■ The problem
Transcribe the data that follows, exactly and in full.

■ Supplied records

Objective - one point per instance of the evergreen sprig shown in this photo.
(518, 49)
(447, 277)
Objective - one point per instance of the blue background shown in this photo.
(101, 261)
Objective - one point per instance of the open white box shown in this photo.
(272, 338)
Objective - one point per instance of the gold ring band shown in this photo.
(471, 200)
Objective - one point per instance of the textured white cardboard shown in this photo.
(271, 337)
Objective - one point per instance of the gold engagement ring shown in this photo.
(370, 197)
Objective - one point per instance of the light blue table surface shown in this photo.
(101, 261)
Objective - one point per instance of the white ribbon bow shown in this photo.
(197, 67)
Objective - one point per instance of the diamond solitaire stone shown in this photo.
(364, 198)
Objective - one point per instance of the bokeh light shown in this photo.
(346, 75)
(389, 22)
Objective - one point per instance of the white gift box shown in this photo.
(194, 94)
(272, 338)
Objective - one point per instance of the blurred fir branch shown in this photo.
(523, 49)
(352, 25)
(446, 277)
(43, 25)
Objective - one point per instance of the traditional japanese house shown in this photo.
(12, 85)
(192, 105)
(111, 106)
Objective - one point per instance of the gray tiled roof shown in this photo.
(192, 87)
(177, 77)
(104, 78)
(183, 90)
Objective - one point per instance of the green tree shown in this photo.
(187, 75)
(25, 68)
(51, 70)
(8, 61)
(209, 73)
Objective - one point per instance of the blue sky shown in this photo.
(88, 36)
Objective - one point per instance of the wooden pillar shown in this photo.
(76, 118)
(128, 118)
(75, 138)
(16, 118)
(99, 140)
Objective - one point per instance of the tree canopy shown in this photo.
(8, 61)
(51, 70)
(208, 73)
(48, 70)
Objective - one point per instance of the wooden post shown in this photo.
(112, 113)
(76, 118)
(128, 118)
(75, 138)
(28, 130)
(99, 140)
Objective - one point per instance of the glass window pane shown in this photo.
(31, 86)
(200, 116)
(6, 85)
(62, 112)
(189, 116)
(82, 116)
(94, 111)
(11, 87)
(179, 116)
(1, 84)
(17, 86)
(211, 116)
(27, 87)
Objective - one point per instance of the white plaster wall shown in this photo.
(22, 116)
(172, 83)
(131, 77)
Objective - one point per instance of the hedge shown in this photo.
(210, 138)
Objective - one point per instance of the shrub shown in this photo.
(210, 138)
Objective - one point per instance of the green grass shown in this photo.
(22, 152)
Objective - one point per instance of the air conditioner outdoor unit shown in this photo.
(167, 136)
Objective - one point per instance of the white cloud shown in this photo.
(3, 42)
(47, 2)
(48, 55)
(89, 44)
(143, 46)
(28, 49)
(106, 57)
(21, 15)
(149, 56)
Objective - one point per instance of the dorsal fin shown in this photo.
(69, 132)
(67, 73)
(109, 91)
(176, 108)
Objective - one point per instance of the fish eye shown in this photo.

■ Solved exercise
Objective - one point per instance of the evergreen sprig shown in this photo.
(518, 49)
(447, 277)
Objective - one point per instance of the blue background shown in this photo.
(101, 261)
Objective - one point per instance of the open white box shown in this photo.
(272, 338)
Objective - one point per instance of the gold ring band shown in this photo.
(471, 200)
Objective - one point per instance of the textured white cardboard shown in this photo.
(271, 337)
Objective - one point per instance of the gold engagement ring shown in this photo.
(370, 197)
Objective - one point per instance of the light blue table surface shown in this photo.
(101, 261)
Objective - one point per instance of the white ribbon bow shown in this photo.
(197, 67)
Objective - one point per instance of the diamond solitaire stone shown in this photo.
(364, 198)
Objective - one point per instance of the bokeh light shown in this photo.
(346, 75)
(389, 22)
Objective - one point per instance of the white gift box shown in this photo.
(194, 94)
(272, 338)
Objective - one point per instance of the blurred fir branch shown in this photo.
(523, 49)
(352, 25)
(446, 277)
(43, 25)
Objective - one point per instance of the traditional japanese house shown in this photo.
(12, 85)
(192, 105)
(111, 106)
Objective - one point per instance of the gray tiled roof shown in this photo.
(192, 87)
(177, 77)
(104, 78)
(183, 90)
Objective - one point per instance of the green tree shown in this photo.
(187, 75)
(25, 68)
(51, 70)
(8, 61)
(209, 73)
Objective - one point per instance of the blue sky shown in this photo.
(88, 36)
Objective - one point per instance of the wooden pillar shown in this photo.
(76, 118)
(128, 118)
(75, 138)
(16, 118)
(99, 140)
Objective - one point per instance of the tree canopy shown in this photo.
(8, 61)
(51, 70)
(208, 73)
(48, 70)
Objective - one point per instance of the wooden post shown in this photo.
(112, 113)
(76, 118)
(128, 118)
(75, 138)
(28, 130)
(99, 140)
Objective - one point per instance of the glass window pane shown in this photo.
(31, 86)
(200, 116)
(6, 85)
(62, 112)
(189, 116)
(82, 116)
(94, 111)
(11, 87)
(179, 116)
(1, 84)
(17, 86)
(211, 116)
(27, 87)
Objective - one point per instance of the white plaster wall shown in this photo.
(22, 116)
(172, 83)
(131, 77)
Objective - one point per instance of the hedge shown in this photo.
(210, 138)
Objective - one point per instance of the shrub shown in this photo.
(210, 138)
Objective - one point per instance of the green grass shown in this photo.
(22, 152)
Objective - one point per instance of the air conditioner outdoor unit shown in this photo.
(167, 136)
Objective - one point per instance of the white cloud shown in this photo.
(3, 42)
(47, 2)
(48, 55)
(89, 44)
(143, 46)
(28, 49)
(106, 57)
(21, 15)
(149, 56)
Objective - one point per instance of the dorsal fin shown in this photo.
(69, 132)
(67, 73)
(109, 91)
(176, 108)
Objective - one point per instance of the fish eye shown in this photo.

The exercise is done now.